◆ **Input**
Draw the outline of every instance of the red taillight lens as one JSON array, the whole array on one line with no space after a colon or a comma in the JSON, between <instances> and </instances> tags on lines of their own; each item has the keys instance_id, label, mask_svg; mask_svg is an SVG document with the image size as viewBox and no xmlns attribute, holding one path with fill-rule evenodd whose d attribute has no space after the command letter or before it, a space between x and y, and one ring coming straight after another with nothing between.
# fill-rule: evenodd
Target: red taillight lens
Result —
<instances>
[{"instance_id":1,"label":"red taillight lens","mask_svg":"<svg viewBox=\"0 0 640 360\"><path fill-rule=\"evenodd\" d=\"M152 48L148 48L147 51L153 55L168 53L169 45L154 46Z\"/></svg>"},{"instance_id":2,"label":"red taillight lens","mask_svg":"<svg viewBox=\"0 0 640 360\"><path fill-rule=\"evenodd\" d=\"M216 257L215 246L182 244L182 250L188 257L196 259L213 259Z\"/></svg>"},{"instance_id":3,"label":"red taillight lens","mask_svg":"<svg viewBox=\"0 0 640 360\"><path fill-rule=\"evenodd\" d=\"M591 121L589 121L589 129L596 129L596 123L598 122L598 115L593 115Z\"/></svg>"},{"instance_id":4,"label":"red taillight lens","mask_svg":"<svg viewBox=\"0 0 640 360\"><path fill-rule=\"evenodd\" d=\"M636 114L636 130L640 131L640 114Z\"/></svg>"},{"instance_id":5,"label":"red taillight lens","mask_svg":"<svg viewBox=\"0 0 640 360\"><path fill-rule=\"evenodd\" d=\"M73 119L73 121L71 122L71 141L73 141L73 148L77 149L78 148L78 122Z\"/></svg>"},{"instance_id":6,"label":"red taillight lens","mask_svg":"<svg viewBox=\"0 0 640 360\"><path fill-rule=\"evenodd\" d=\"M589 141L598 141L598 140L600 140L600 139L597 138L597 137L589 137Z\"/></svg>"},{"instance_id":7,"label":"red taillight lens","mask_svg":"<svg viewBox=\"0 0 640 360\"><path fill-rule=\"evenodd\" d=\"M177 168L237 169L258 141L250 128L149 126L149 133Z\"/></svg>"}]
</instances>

◆ **About this task**
Could you output every entry from the listing above without altering a word?

◆ **Exercise output**
Draw the outline of every instance of the red taillight lens as one JSON array, the whole array on one line with no space after a colon or a comma in the JSON, between <instances> and </instances> tags on lines of their own; each item has the keys instance_id, label, mask_svg; mask_svg is an SVG document with the image size as viewBox and no xmlns attribute, holding one path with fill-rule evenodd whose d attribute has no space after the command letter or before it, a space between x and y, and one ring coming straight after another with nothing between.
# fill-rule: evenodd
Target: red taillight lens
Result —
<instances>
[{"instance_id":1,"label":"red taillight lens","mask_svg":"<svg viewBox=\"0 0 640 360\"><path fill-rule=\"evenodd\" d=\"M152 48L148 48L147 51L153 55L168 53L169 45L154 46Z\"/></svg>"},{"instance_id":2,"label":"red taillight lens","mask_svg":"<svg viewBox=\"0 0 640 360\"><path fill-rule=\"evenodd\" d=\"M216 257L215 246L182 244L182 250L188 257L196 259L213 259Z\"/></svg>"},{"instance_id":3,"label":"red taillight lens","mask_svg":"<svg viewBox=\"0 0 640 360\"><path fill-rule=\"evenodd\" d=\"M591 121L589 121L589 129L596 129L596 123L598 122L598 115L593 115Z\"/></svg>"},{"instance_id":4,"label":"red taillight lens","mask_svg":"<svg viewBox=\"0 0 640 360\"><path fill-rule=\"evenodd\" d=\"M636 114L636 130L640 131L640 114Z\"/></svg>"},{"instance_id":5,"label":"red taillight lens","mask_svg":"<svg viewBox=\"0 0 640 360\"><path fill-rule=\"evenodd\" d=\"M73 119L73 121L71 122L71 141L73 141L73 148L77 149L78 148L78 122Z\"/></svg>"},{"instance_id":6,"label":"red taillight lens","mask_svg":"<svg viewBox=\"0 0 640 360\"><path fill-rule=\"evenodd\" d=\"M589 141L598 141L598 140L600 140L600 139L597 138L597 137L589 137Z\"/></svg>"},{"instance_id":7,"label":"red taillight lens","mask_svg":"<svg viewBox=\"0 0 640 360\"><path fill-rule=\"evenodd\" d=\"M177 168L237 169L258 141L250 128L149 126L149 133Z\"/></svg>"}]
</instances>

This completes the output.